Source document –
The CA18DET is better than your KA24E "Point Blank". It's physical size is smaller, but don't look down it's throat. I've smoked many a 400+Hp vehicles with my cars and none of the engines were built. The CA is an old, but reliable engine that one can be proud to say they own one. The RB20 stock VS a CA18 stock is mismatch. It's worth every dollar you spend on it, trust me on this one.

Dee


----------



## OPIUM (Aug 18, 2002)

^ Old boost boy CA18DET dyno that I just happen to have on my server still


----------



## boost_boy (May 25, 2002)

OPIUM said:


> ^ Old boost boy CA18DET dyno that I just happen to have on my server still


 Man, you still have this dyno, huh! I can say this to all and you can quote me on this: Choose your weapons wisely! Don't jump on a bandwagon with high expectations. What one car/engine supposedly does, don't always mean that your car/engine will do the same even if you have similar mods. And for the shopping man who's trying to identify which engine is worth of what, here's my hypothesis: 

The CA18DET engine is a good engine that can get the job done. If you're looking for torque, wrong engine. Can be taken to over 400hp on the stock motor (of course you'll have to upgrade the ecu, fuel system and turbocharger) and can reliably handle 300+whp on a daily basis. It shares the same drive train design as the RB series, but it's not an RB (Just more reliable). There's 500+hp variants around, but not many in the U.S. My target is 600hp and I will do it one way or another.

The SR20DET is a good engine! It's old like the CA18DET, but still newer compared to the CA18 and RB20. Like any engine, it has it's short comings, but performs very good in street application and will out perform the CA18DET stock for stock (Remember that). It too can handle 400hp in stock form and also possibly be competent at 300+hp at a daily rate. I guess with the SR, it boils down to who tuning it because most of the ones I've seen live for a minute and people blow them (Sleeved blocks and all). Some people have proven that the stock bottom end of the SR20 can handle over 500hp. It has good torque and is very popular as well as expensive to this date.

The RB20DET is a good motor as well. Most people would rather put the newer generation RB25s and RB6s in their 240s for prestige. You can't really compare the RB to the SR or the CA and get a fair and impartial verdict. I can't preach much about the RB20DET, but judging from the RB25's performance, I guess it'll work. To each his own..............

Dee


----------



## OPIUM (Aug 18, 2002)

hahahah call me a pack rat so what! hahahhaa


----------

Work to be completed – Reproduce verbatim the passage of the engine discussion thread starting with "The CA18DET is" and going on through "on this one.".

Listed records –

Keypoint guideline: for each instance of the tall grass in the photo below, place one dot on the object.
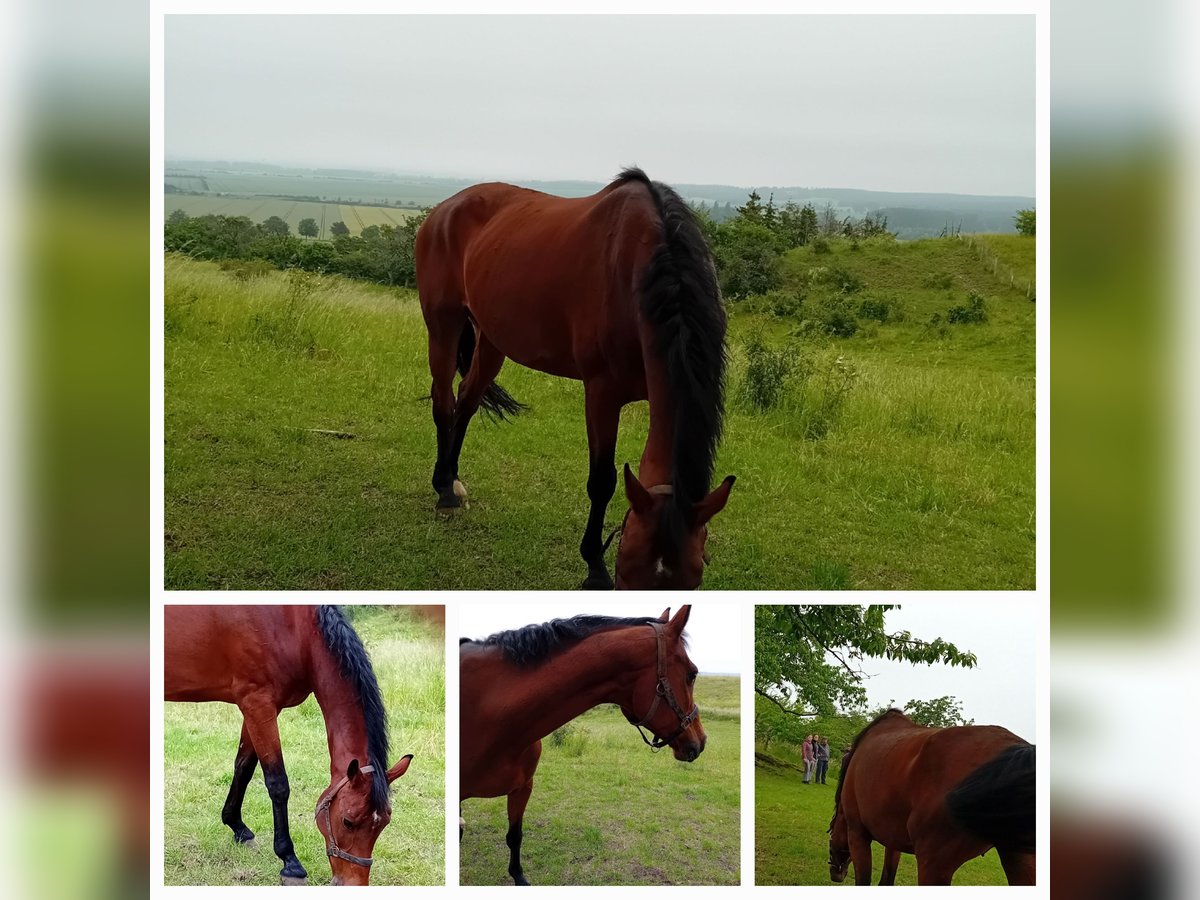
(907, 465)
* * *
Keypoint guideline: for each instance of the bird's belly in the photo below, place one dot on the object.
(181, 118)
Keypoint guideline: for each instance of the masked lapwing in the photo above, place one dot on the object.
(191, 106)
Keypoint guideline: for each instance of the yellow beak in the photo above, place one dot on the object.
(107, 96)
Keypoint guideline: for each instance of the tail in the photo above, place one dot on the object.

Answer to this problem –
The CA18DET is better than your KA24E "Point Blank". It's physical size is smaller, but don't look down it's throat. I've smoked many a 400+Hp vehicles with my cars and none of the engines were built. The CA is an old, but reliable engine that one can be proud to say they own one. The RB20 stock VS a CA18 stock is mismatch. It's worth every dollar you spend on it, trust me on this one.